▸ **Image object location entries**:

* start *

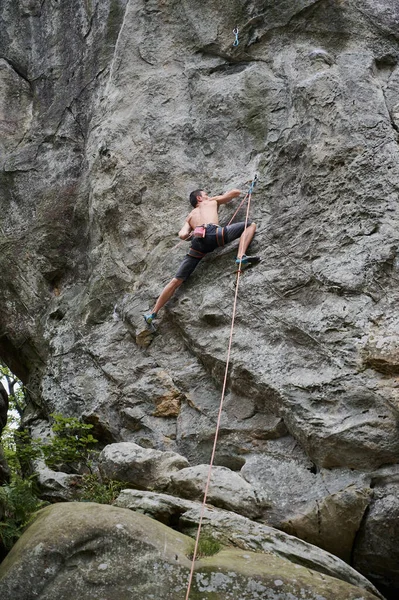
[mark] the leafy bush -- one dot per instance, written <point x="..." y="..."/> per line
<point x="207" y="546"/>
<point x="70" y="447"/>
<point x="92" y="489"/>
<point x="19" y="501"/>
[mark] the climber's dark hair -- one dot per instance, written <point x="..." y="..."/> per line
<point x="193" y="197"/>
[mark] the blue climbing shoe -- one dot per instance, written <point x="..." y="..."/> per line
<point x="247" y="261"/>
<point x="150" y="318"/>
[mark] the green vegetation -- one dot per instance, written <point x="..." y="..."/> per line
<point x="71" y="447"/>
<point x="207" y="546"/>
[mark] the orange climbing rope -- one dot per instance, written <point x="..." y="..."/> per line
<point x="248" y="195"/>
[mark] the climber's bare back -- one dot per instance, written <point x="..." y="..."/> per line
<point x="206" y="212"/>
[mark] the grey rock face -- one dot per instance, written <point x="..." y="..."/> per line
<point x="144" y="468"/>
<point x="96" y="551"/>
<point x="111" y="112"/>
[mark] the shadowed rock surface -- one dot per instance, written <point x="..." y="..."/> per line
<point x="111" y="112"/>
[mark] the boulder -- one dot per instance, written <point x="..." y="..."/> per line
<point x="226" y="489"/>
<point x="376" y="550"/>
<point x="98" y="552"/>
<point x="238" y="531"/>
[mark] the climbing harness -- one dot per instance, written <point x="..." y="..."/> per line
<point x="193" y="234"/>
<point x="248" y="196"/>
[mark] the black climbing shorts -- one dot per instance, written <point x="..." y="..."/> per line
<point x="215" y="237"/>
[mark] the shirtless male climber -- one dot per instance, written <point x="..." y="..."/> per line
<point x="202" y="226"/>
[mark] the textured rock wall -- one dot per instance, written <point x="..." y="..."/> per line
<point x="111" y="112"/>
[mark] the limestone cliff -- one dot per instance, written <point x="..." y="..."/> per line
<point x="111" y="112"/>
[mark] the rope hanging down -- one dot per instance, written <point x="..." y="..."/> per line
<point x="248" y="195"/>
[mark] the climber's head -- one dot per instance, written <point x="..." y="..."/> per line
<point x="194" y="197"/>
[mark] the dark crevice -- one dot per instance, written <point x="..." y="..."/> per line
<point x="18" y="70"/>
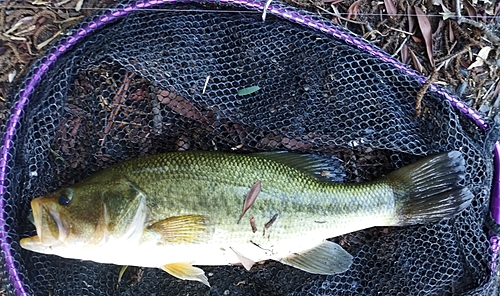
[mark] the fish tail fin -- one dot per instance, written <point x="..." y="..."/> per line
<point x="430" y="189"/>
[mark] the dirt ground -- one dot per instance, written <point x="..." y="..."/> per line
<point x="457" y="48"/>
<point x="454" y="43"/>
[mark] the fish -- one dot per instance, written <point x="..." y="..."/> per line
<point x="180" y="210"/>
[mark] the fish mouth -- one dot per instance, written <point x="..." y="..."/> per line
<point x="49" y="224"/>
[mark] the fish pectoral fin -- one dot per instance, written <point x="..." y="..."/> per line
<point x="183" y="229"/>
<point x="247" y="263"/>
<point x="326" y="258"/>
<point x="186" y="271"/>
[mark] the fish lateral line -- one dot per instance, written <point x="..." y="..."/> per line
<point x="250" y="198"/>
<point x="269" y="224"/>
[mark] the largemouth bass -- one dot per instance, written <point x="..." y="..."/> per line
<point x="176" y="210"/>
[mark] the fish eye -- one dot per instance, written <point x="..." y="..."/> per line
<point x="65" y="197"/>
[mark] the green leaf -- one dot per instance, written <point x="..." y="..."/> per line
<point x="248" y="90"/>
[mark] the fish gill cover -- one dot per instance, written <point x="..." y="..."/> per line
<point x="134" y="82"/>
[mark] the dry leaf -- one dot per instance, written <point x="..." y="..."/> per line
<point x="390" y="7"/>
<point x="416" y="63"/>
<point x="425" y="28"/>
<point x="353" y="10"/>
<point x="440" y="2"/>
<point x="482" y="55"/>
<point x="471" y="11"/>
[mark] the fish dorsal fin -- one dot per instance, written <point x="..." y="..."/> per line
<point x="326" y="258"/>
<point x="186" y="271"/>
<point x="183" y="229"/>
<point x="247" y="263"/>
<point x="323" y="168"/>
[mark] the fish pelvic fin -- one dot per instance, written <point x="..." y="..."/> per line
<point x="430" y="189"/>
<point x="326" y="258"/>
<point x="183" y="229"/>
<point x="186" y="271"/>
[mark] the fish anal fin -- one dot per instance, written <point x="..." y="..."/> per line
<point x="247" y="263"/>
<point x="186" y="271"/>
<point x="326" y="258"/>
<point x="183" y="229"/>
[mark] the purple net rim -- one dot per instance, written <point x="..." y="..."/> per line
<point x="122" y="10"/>
<point x="495" y="206"/>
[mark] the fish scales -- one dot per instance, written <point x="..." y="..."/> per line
<point x="176" y="210"/>
<point x="215" y="184"/>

* end *

▸ **Aim**: Please recast all of the material above as a JSON list of strings, with one string per line and blank lines omitted. Leave the pictures out of your answer.

▸ **Written answer**:
[
  "[mark] the leafy bush -- one dot per instance, written <point x=\"...\" y=\"...\"/> per line",
  "<point x=\"207\" y=\"546\"/>",
  "<point x=\"70\" y=\"447\"/>",
  "<point x=\"92\" y=\"489\"/>",
  "<point x=\"19\" y=\"501\"/>",
  "[mark] the climber's dark hair -- one dot per instance, written <point x=\"...\" y=\"...\"/> per line",
  "<point x=\"193\" y=\"197\"/>",
  "[mark] the blue climbing shoe -- one dot per instance, written <point x=\"...\" y=\"...\"/> per line",
  "<point x=\"247\" y=\"261\"/>",
  "<point x=\"150\" y=\"318\"/>",
  "[mark] the green vegetation -- one dot per instance, written <point x=\"...\" y=\"...\"/> per line",
  "<point x=\"71\" y=\"447\"/>",
  "<point x=\"207\" y=\"546\"/>",
  "[mark] the orange climbing rope -- one dot per instance, written <point x=\"...\" y=\"...\"/> per line",
  "<point x=\"248\" y=\"195\"/>",
  "[mark] the climber's bare back -- one dot per instance, written <point x=\"...\" y=\"...\"/> per line",
  "<point x=\"206\" y=\"212\"/>",
  "[mark] the grey rock face -- one dot per instance, written <point x=\"...\" y=\"...\"/> per line",
  "<point x=\"144\" y=\"468\"/>",
  "<point x=\"96\" y=\"551\"/>",
  "<point x=\"111\" y=\"112\"/>",
  "[mark] the shadowed rock surface -- one dot per instance, written <point x=\"...\" y=\"...\"/> per line",
  "<point x=\"111\" y=\"112\"/>",
  "[mark] the boulder -- one dot per instance, written <point x=\"...\" y=\"...\"/> per line",
  "<point x=\"226\" y=\"489\"/>",
  "<point x=\"376\" y=\"550\"/>",
  "<point x=\"98\" y=\"552\"/>",
  "<point x=\"238\" y=\"531\"/>",
  "[mark] the climbing harness -- one dot per instance, written <point x=\"...\" y=\"...\"/> per line",
  "<point x=\"193\" y=\"234\"/>",
  "<point x=\"248\" y=\"196\"/>",
  "[mark] the black climbing shorts -- one dot per instance, written <point x=\"...\" y=\"...\"/> per line",
  "<point x=\"215\" y=\"237\"/>",
  "[mark] the shirtless male climber -- one dot per instance, written <point x=\"...\" y=\"...\"/> per line",
  "<point x=\"202\" y=\"226\"/>",
  "[mark] the textured rock wall -- one dot per instance, written <point x=\"...\" y=\"...\"/> per line",
  "<point x=\"111\" y=\"112\"/>",
  "[mark] the limestone cliff -- one dot per instance, written <point x=\"...\" y=\"...\"/> per line",
  "<point x=\"111\" y=\"112\"/>",
  "[mark] the rope hanging down -- one dot per instance, written <point x=\"...\" y=\"...\"/> per line",
  "<point x=\"248\" y=\"195\"/>",
  "[mark] the climber's head -- one dot per instance, written <point x=\"...\" y=\"...\"/> per line",
  "<point x=\"194\" y=\"197\"/>",
  "[mark] the dark crevice -- one dot per instance, written <point x=\"...\" y=\"...\"/> per line",
  "<point x=\"18\" y=\"70\"/>",
  "[mark] the fish tail fin -- one dot per instance, written <point x=\"...\" y=\"...\"/> per line",
  "<point x=\"430\" y=\"189\"/>",
  "[mark] the dirt ground -- one dot per instance, written <point x=\"...\" y=\"...\"/> per line",
  "<point x=\"457\" y=\"48\"/>",
  "<point x=\"454\" y=\"43\"/>",
  "[mark] the fish -- one dot per instance, written <point x=\"...\" y=\"...\"/> per line",
  "<point x=\"180\" y=\"210\"/>",
  "[mark] the fish mouth -- one dot per instance, written <point x=\"...\" y=\"...\"/> per line",
  "<point x=\"49\" y=\"224\"/>",
  "[mark] the fish pectoral fin -- one dot per instance, written <point x=\"...\" y=\"...\"/> per line",
  "<point x=\"183\" y=\"229\"/>",
  "<point x=\"247\" y=\"263\"/>",
  "<point x=\"326\" y=\"258\"/>",
  "<point x=\"186\" y=\"271\"/>",
  "[mark] the fish lateral line -- one dot per instance, written <point x=\"...\" y=\"...\"/> per line",
  "<point x=\"250\" y=\"198\"/>",
  "<point x=\"269\" y=\"224\"/>",
  "[mark] the largemouth bass -- one dot per instance, written <point x=\"...\" y=\"...\"/> per line",
  "<point x=\"176\" y=\"210\"/>",
  "[mark] the fish eye -- one dot per instance, written <point x=\"...\" y=\"...\"/> per line",
  "<point x=\"65\" y=\"197\"/>",
  "[mark] the green leaf -- one dot per instance, written <point x=\"...\" y=\"...\"/> per line",
  "<point x=\"248\" y=\"90\"/>",
  "[mark] the fish gill cover -- one dot per instance, written <point x=\"...\" y=\"...\"/> per line",
  "<point x=\"134\" y=\"82\"/>",
  "[mark] the dry leaf -- one dot per instance, written <point x=\"...\" y=\"...\"/> per line",
  "<point x=\"390\" y=\"7\"/>",
  "<point x=\"416\" y=\"63\"/>",
  "<point x=\"425\" y=\"28\"/>",
  "<point x=\"353\" y=\"10\"/>",
  "<point x=\"440\" y=\"2\"/>",
  "<point x=\"482\" y=\"55\"/>",
  "<point x=\"471\" y=\"11\"/>",
  "[mark] the fish dorsal fin -- one dot per instance, written <point x=\"...\" y=\"...\"/> per line",
  "<point x=\"326\" y=\"258\"/>",
  "<point x=\"186\" y=\"271\"/>",
  "<point x=\"183\" y=\"229\"/>",
  "<point x=\"247\" y=\"263\"/>",
  "<point x=\"323\" y=\"168\"/>",
  "[mark] the fish pelvic fin -- one dot per instance, written <point x=\"...\" y=\"...\"/> per line",
  "<point x=\"430\" y=\"189\"/>",
  "<point x=\"326\" y=\"258\"/>",
  "<point x=\"183\" y=\"229\"/>",
  "<point x=\"186\" y=\"271\"/>",
  "[mark] the fish anal fin -- one dot per instance, written <point x=\"...\" y=\"...\"/> per line",
  "<point x=\"247\" y=\"263\"/>",
  "<point x=\"186\" y=\"271\"/>",
  "<point x=\"326\" y=\"258\"/>",
  "<point x=\"183\" y=\"229\"/>",
  "[mark] the purple net rim -- one dot per instance, written <point x=\"...\" y=\"...\"/> per line",
  "<point x=\"122\" y=\"10\"/>",
  "<point x=\"495\" y=\"206\"/>",
  "[mark] the fish scales -- one dot per instance, written <point x=\"...\" y=\"...\"/> per line",
  "<point x=\"176\" y=\"210\"/>",
  "<point x=\"215\" y=\"184\"/>"
]